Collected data
..............................

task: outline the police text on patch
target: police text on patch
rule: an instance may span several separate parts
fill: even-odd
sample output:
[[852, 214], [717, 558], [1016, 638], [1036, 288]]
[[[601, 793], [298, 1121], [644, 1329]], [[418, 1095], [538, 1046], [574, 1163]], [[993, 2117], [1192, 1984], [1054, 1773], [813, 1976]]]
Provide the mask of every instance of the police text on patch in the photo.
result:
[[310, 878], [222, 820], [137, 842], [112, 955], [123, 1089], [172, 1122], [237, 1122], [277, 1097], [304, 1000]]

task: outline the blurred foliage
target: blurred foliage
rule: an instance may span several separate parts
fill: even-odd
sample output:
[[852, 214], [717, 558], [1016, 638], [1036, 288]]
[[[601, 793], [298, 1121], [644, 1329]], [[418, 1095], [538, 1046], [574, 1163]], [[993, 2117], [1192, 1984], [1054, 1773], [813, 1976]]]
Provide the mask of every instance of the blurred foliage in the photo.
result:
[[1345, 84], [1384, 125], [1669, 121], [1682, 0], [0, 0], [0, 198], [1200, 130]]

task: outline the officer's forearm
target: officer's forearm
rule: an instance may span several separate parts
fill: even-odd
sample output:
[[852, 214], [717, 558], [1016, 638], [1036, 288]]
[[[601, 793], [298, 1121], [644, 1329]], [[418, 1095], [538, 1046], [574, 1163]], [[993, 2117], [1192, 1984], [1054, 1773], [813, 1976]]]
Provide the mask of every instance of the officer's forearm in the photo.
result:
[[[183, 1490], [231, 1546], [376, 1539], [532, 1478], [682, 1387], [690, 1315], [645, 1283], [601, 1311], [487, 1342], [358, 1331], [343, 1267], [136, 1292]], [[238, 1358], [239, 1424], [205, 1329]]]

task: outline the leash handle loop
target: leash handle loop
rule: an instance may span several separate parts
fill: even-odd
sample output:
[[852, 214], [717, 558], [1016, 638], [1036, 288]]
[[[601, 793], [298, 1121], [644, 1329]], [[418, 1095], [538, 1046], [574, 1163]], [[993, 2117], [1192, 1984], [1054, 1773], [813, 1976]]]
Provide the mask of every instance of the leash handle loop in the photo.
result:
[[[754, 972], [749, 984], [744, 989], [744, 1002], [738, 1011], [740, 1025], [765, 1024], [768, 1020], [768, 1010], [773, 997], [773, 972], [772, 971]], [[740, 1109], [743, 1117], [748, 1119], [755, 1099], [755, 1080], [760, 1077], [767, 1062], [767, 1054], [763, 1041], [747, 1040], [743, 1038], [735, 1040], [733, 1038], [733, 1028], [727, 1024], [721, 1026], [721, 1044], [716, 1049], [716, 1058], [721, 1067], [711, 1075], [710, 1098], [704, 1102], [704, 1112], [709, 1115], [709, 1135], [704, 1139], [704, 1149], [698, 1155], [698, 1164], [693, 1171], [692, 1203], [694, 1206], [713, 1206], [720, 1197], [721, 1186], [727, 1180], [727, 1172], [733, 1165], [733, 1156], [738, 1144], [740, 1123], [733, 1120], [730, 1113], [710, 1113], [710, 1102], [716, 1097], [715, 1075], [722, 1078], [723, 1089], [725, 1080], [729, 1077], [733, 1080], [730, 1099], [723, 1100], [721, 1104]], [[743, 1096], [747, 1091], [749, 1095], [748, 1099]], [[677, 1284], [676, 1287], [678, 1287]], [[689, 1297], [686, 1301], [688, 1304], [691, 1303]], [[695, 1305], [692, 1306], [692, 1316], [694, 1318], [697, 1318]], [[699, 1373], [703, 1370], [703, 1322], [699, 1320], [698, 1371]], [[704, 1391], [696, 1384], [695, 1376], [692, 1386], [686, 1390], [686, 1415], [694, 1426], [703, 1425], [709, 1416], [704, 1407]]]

..............................

→ Your goal
Reproduce each line from the data that has "foliage" in it.

→ Written answer
task: outline the blurred foliage
target: blurred foliage
Provide the mask of every instance of the blurred foliage in the photo.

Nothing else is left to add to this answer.